* **Exercise details**:
Recast the entries below as a JSON list of strings, one string per line, skipping blank lines. Leave the pictures out of your answer.

════════

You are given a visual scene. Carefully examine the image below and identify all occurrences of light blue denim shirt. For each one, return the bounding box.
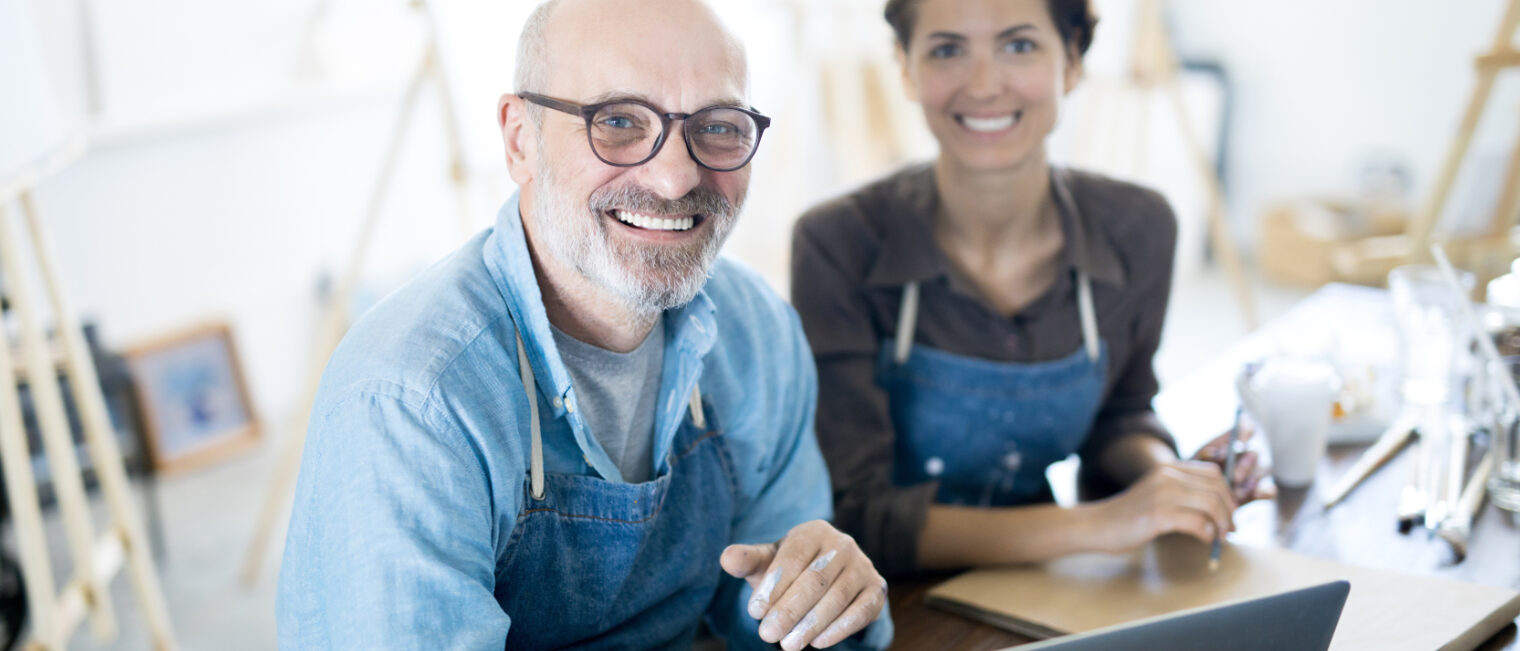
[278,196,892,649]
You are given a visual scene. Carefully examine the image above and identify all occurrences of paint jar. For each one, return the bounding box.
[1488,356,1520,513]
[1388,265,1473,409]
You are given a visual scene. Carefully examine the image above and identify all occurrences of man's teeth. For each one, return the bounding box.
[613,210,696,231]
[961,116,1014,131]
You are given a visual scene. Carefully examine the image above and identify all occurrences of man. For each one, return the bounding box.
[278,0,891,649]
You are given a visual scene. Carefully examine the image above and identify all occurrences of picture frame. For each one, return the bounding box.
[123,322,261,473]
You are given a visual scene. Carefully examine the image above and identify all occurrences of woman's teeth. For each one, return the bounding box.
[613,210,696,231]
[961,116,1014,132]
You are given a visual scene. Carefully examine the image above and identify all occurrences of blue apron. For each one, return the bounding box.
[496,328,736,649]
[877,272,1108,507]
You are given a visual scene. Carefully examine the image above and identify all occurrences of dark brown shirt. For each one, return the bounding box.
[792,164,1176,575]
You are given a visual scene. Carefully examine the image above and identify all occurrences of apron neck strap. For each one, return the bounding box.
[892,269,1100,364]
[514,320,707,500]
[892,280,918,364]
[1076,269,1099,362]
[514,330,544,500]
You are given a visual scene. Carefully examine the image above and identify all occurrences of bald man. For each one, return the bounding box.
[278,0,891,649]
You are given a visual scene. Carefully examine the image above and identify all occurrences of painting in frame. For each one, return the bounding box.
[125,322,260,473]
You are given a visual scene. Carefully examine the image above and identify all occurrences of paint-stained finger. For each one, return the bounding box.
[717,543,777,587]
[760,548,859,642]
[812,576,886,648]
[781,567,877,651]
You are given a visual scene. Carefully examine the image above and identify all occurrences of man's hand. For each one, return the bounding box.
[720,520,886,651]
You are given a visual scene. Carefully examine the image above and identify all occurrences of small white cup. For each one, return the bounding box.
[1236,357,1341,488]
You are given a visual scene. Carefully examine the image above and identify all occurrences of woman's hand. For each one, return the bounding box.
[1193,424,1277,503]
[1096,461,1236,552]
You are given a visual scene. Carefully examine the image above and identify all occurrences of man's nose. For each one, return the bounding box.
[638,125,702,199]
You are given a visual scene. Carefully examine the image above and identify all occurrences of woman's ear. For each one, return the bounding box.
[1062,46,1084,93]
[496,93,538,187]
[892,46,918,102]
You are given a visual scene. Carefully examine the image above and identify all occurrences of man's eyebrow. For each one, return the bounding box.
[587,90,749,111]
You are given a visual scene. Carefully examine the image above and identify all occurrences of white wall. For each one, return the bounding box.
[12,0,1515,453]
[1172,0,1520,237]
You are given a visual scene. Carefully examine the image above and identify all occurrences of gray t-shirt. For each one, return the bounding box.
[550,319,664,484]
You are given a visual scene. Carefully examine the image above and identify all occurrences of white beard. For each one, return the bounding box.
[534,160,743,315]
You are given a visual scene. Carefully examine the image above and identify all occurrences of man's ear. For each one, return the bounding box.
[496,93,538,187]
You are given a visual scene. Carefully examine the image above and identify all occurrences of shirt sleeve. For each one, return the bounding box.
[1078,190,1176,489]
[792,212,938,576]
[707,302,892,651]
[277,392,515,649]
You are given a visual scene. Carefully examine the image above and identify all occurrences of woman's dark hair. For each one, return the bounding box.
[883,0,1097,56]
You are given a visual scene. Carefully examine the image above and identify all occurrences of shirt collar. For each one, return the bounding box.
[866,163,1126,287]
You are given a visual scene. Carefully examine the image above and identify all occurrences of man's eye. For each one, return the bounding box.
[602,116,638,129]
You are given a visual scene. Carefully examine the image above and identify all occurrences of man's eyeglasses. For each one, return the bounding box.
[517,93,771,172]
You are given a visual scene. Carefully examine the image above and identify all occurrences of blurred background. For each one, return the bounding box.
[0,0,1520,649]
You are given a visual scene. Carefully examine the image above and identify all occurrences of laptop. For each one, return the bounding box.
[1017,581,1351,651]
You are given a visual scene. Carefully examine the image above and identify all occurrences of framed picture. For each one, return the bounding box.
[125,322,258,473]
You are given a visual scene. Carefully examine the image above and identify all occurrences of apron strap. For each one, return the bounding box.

════════

* **Answer**:
[
  "You are given a visual scene. Carefully examine the image below and identify all occurrences of light blue denim shirt. For each one, return the bounding box.",
  "[278,196,892,649]",
  "You are given a visual scene. Carefully examine the image above and identify all occurrences of paint jar. For each one, return the bounding box.",
  "[1488,356,1520,513]",
  "[1388,265,1473,409]",
  "You are given a visual scene. Carefully examine the image above and identify all occurrences of man's teeth. For each one, return the bounding box.",
  "[613,210,696,231]",
  "[961,116,1014,131]",
  "You are given a visual scene. Carefully examine the image above and identify all occurrences of man. For each one, return the bounding box.",
  "[278,0,891,649]",
  "You are given a visual scene. Carefully examine the image above and identify all occurrences of picture frame. For each one, return the bounding box.",
  "[123,322,261,473]",
  "You are given a visual scene. Carefully examine the image above and identify all occurrences of woman's teeth. For each one, return the bounding box.",
  "[613,210,696,231]",
  "[961,116,1014,132]",
  "You are given a visual scene. Carefully examine the image above and identify all occurrences of blue apron. For each one, return the bounding box.",
  "[496,328,736,649]",
  "[877,272,1108,507]",
  "You are given a visual scene. Carefully examine the image above and identify all occurrences of dark brown shirt. For each one, return the bounding box.",
  "[792,164,1176,575]",
  "You are given a visual scene. Carefully examine the image above and identify all occurrences of apron neck strap. For each one, return the bounding box.",
  "[892,269,1100,364]",
  "[514,320,707,500]",
  "[892,280,918,364]",
  "[1076,269,1099,362]",
  "[514,330,544,500]",
  "You are given a visual scene. Carefully examine the image above and identify all occurrences of bald man. For each one, return the bounding box.",
  "[278,0,891,649]",
  "You are given a visual scene. Carefully examine the image above and identify all occurrences of painting in frame. For each one, return the bounding box.",
  "[125,322,260,473]",
  "You are given a visual scene. Carefully examine the image above and identify all occurrences of paint-stained finger. For each one, return the bounding box.",
  "[717,543,777,587]",
  "[760,548,859,642]",
  "[812,576,886,648]",
  "[781,567,877,651]",
  "You are given a visual scene. Carefully examine the image above and identify all occurrences of man's hand. For each one, return the bounding box.",
  "[720,520,886,651]",
  "You are given a visual scene. Carefully examine the image above and identify all occurrences of small white cup. For each one, return the bounding box.",
  "[1236,357,1341,488]",
  "You are given a visual scene. Carefully examine the image above and identify all occurrences of woman's hand. For each one, return the bounding box.",
  "[1193,424,1277,503]",
  "[1096,461,1236,552]",
  "You are given a visual scene. Carefully examine the image above and identify all occurrences of man's nose. For each one, return the bounding box.",
  "[638,125,702,199]",
  "You are given a visual scene. Carefully examine the image above and identify all occurrences of woman's ear. For each one, return the bounding box.",
  "[1062,46,1084,93]",
  "[496,93,538,187]",
  "[892,46,918,102]",
  "You are given a visual scene. Carefully examine the image above and identify all occurrences of man's eyebrow. For each one, return the bounding box.",
  "[587,90,749,111]",
  "You are given a visual scene. Carefully examine the image above and identify all occurrences of white wall. For each one, return the bounding box.",
  "[12,0,1515,453]",
  "[1172,0,1520,237]",
  "You are given a visual scene. Carefully examine the image above and identify all occurrences of gray t-shirt. For each one, return the bounding box.",
  "[550,319,664,484]",
  "You are given a visual scene. Carefully examine the image above and identify all occurrences of white beard. For each one, return the bounding box.",
  "[534,160,743,315]",
  "You are given a visual scene. Carefully examine the image above and identify all occurrences of man's ear. For each one, return the bounding box.",
  "[496,93,538,187]",
  "You are given a visual scene. Carefully examine the image above and identify all occurrences of shirt sleeve. For each one, return the bounding box.",
  "[1078,190,1176,489]",
  "[792,212,938,576]",
  "[707,302,892,651]",
  "[277,392,515,649]",
  "You are given a visual scene. Carefully examine the image above and identify all occurrences of woman's dark hair. For each one, return the bounding box.",
  "[883,0,1097,56]",
  "You are given a visual scene. Carefully examine the image above and identify all occurrences of shirt collar. For each one, return the bounding box.",
  "[866,163,1126,287]",
  "You are given a visual scene. Carefully examine the image above and identify all occurrences of man's eye. For each one, return the bounding box.",
  "[602,116,638,129]",
  "You are given a visual scene. Carefully examine the image above and identify all occurrences of man's eyeglasses. For each one, return the bounding box.",
  "[517,93,771,172]",
  "You are given a visual scene. Carefully examine the image above and identify all occurrences of blurred background. For each one, return the bounding box.",
  "[0,0,1520,649]",
  "You are given a visual scene. Carefully examine the image above and identify all occurrences of laptop. For each one, return the bounding box.",
  "[1017,581,1351,651]",
  "You are given a visual scene. Carefully examine the image above and identify all occurrences of framed picture. For each one, return the bounding box.",
  "[125,322,258,473]",
  "You are given a visual scene. Carefully examine the image above and identify all occurrences of apron strap. For each one, return the bounding box."
]